• Goal: Starting at the line that contains "Pop quiz! Can you mark the rounded" and ending at the last line below, give those lines as a JSON list of strings, one string per line, leaving out any blank lines.

• Provided data:
=-=-=
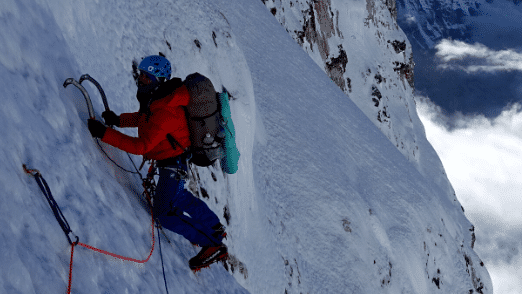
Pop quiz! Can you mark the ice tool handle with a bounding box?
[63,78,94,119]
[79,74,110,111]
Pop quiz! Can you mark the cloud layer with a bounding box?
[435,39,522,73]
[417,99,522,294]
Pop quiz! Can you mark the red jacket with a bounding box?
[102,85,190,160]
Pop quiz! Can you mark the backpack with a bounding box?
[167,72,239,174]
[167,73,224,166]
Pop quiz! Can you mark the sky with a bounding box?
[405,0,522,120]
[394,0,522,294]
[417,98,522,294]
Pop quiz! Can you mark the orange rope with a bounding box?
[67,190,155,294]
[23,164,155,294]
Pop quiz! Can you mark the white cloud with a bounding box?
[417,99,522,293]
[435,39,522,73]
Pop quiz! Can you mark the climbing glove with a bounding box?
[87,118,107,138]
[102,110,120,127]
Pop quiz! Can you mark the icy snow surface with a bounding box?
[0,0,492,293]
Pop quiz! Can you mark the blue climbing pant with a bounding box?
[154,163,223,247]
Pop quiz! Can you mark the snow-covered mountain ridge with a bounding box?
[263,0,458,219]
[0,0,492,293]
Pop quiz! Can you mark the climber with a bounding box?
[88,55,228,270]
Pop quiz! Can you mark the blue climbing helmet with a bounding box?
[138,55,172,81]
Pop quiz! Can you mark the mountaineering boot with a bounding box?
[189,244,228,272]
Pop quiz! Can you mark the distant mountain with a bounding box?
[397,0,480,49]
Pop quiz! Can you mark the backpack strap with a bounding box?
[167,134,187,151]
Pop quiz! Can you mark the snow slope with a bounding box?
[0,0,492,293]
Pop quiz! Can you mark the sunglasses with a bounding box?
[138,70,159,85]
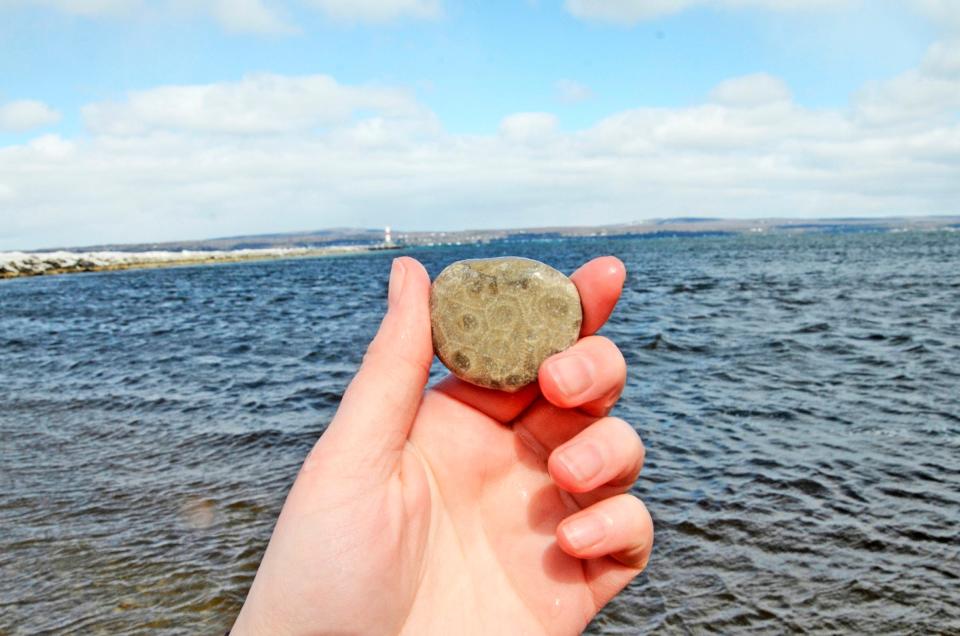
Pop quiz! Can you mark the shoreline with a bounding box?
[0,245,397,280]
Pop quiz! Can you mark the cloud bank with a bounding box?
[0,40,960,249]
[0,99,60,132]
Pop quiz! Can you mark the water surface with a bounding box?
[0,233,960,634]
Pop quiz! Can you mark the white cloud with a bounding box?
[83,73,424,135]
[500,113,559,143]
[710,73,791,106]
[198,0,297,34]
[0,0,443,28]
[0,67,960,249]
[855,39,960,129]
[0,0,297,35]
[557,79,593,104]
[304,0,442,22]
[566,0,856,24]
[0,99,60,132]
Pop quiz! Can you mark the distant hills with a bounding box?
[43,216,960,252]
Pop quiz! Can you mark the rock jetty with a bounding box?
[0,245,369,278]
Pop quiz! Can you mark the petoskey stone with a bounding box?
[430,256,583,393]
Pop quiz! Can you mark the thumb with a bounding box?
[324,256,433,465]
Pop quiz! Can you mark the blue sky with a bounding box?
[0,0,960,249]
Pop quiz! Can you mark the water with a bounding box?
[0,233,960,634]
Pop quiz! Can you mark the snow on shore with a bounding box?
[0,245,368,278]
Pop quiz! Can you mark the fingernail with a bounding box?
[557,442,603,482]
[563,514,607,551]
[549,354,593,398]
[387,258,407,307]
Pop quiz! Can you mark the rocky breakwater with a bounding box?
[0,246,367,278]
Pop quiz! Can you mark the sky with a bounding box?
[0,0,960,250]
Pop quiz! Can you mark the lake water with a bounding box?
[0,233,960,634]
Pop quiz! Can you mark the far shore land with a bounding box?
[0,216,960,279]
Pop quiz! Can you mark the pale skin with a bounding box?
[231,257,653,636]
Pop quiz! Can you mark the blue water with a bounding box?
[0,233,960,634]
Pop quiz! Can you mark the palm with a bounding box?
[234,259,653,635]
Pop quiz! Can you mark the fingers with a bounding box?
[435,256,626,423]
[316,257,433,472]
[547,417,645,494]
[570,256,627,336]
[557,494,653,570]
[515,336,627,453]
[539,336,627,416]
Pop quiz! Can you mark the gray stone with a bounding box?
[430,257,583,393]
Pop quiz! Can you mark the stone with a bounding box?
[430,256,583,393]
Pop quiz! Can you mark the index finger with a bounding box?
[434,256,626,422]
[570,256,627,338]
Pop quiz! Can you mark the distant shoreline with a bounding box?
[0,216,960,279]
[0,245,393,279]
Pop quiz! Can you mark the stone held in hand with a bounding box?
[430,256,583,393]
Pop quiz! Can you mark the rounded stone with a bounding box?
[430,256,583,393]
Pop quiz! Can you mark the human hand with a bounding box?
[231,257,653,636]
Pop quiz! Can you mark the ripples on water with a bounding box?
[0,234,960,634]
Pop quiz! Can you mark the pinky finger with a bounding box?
=-=-=
• Result for this task:
[
  "Pop quiz! Can you mark the rounded stone with a bounding box?",
  "[430,256,583,393]",
  "Pop quiz! Can you mark the human hand with a bounding box?",
  "[231,257,653,636]",
  "Pop quiz! Can you mark the ripples on water with a bounding box?",
  "[0,234,960,634]",
  "Pop quiz! Can you mark the pinky finger with a bounding box?"
]